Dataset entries
========================
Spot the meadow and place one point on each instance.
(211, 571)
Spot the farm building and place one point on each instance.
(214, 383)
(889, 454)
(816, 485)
========================
## [Aim of the exercise]
The records need to be copied exactly, with no line left out.

## [Your solution]
Spot the meadow and place one point on each instance.
(211, 571)
Spot the farm building and place one point on each instance.
(214, 383)
(889, 454)
(816, 485)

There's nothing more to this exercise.